» **Photo-based point labeling data**:
────────────────────────────────────────

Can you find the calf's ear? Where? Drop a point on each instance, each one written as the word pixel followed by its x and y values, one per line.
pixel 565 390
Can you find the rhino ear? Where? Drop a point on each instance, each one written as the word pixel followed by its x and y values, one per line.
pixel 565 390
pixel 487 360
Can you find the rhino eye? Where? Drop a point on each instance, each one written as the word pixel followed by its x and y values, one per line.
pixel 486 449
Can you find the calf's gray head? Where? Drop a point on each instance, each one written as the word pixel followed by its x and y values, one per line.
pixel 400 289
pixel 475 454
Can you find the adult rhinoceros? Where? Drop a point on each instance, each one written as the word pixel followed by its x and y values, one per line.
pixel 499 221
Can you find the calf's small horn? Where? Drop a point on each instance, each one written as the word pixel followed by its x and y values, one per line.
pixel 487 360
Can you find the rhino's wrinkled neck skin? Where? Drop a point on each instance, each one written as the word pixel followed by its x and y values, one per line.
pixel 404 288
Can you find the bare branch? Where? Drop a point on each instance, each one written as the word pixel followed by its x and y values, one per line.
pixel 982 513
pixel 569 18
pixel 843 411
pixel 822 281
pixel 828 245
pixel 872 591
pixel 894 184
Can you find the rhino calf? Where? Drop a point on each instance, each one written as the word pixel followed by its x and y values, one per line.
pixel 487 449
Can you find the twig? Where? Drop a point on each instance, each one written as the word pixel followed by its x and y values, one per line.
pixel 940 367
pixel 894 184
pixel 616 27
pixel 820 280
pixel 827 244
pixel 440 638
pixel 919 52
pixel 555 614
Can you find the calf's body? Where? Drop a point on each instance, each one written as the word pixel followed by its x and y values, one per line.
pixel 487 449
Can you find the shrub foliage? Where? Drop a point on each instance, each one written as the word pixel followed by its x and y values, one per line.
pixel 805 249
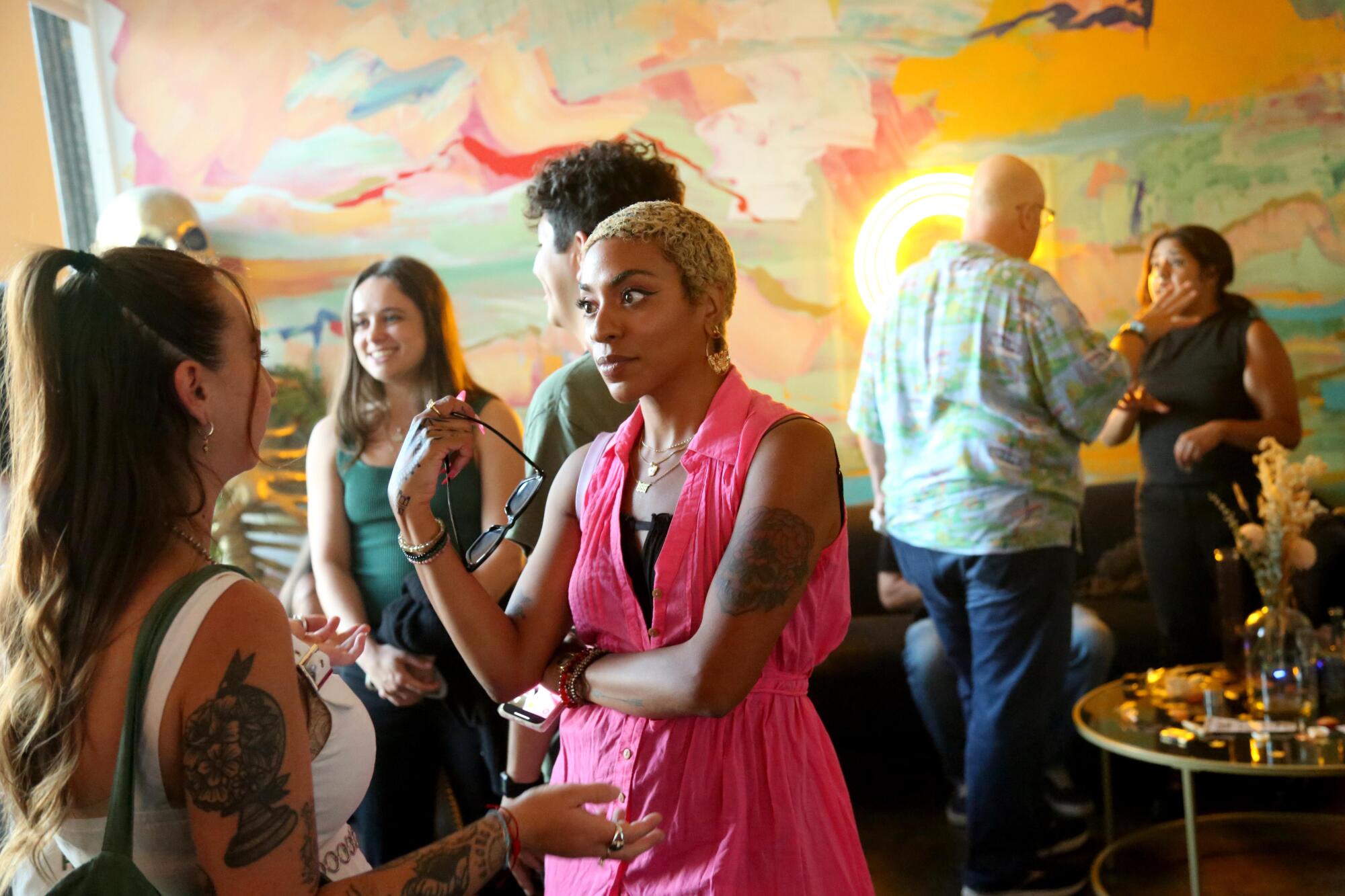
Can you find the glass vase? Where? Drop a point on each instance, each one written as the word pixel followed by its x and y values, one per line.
pixel 1281 661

────────────────────────────────────────

» **To do**: Reproduce every one of the entries with "instance" changed to "occurrence" wherever it occurs, leaving all other text untouched. Omit the pictures from your answer.

» **Reply to the task**:
Can you find the calf's ear? Where? Drop a point on each occurrence, each one written as the word pixel followed by its x and y values, one per line.
pixel 565 390
Can you find the rhino ear? Where? Drop a point on each occurrence, each one written as the word pixel followed by its x and y values, one per line.
pixel 565 390
pixel 487 360
Can you find the rhino eye? Where? Drop a point on each occurrence, each one written as the word pixel followed by its x and y values, one per line.
pixel 486 449
Can you find the calf's gray head? Where? Drop a point on each occurrence, each one written as the word pixel followed by its x and y values, one per line.
pixel 400 289
pixel 475 454
Can you find the adult rhinoceros? Where? Drop a point on each occurrence, each one written as the word pixel followed by its x and y values, one per line.
pixel 499 221
Can you find the calf's small horn? Where? Drop a point on each occurrence, each one written as the word pixel followed by its x and y values, one per line.
pixel 487 360
Can you find the rhino's wrinkled neck skin? Where? Drop a point on each occurrence, each one written as the word pixel followed by its x and y values, one per line.
pixel 404 288
Can you find the bare branch? Where? Drop a point on each occurrence, each one written as the word pixel followed by its x and y values, one per line.
pixel 982 513
pixel 569 18
pixel 843 411
pixel 822 281
pixel 828 245
pixel 872 591
pixel 894 184
Can you find the rhino calf? Where? Drop a point on each occurrence, each one written as the word pixel followed by its x and y values, one per line.
pixel 487 449
Can you find the twig? Where? Drop a point on each occurrence, each one written as the word pixel followed by its x and y values, one per line.
pixel 940 367
pixel 894 184
pixel 616 27
pixel 820 280
pixel 827 244
pixel 440 638
pixel 919 52
pixel 555 614
Can you find the calf's body? Where? Drop a point on each occurrence, each one written as the word pixel followed by its x and y values, one per line.
pixel 487 449
Can you find the shrub foliage? Where? Drop a point on each occurrence, each one written as the word pixel followed by its x and y values, one per line.
pixel 805 249
Can you find the glass vase? Where? Drop a point on each occurrence, each one written as the word pixel followed by its x and y values, one per line.
pixel 1281 661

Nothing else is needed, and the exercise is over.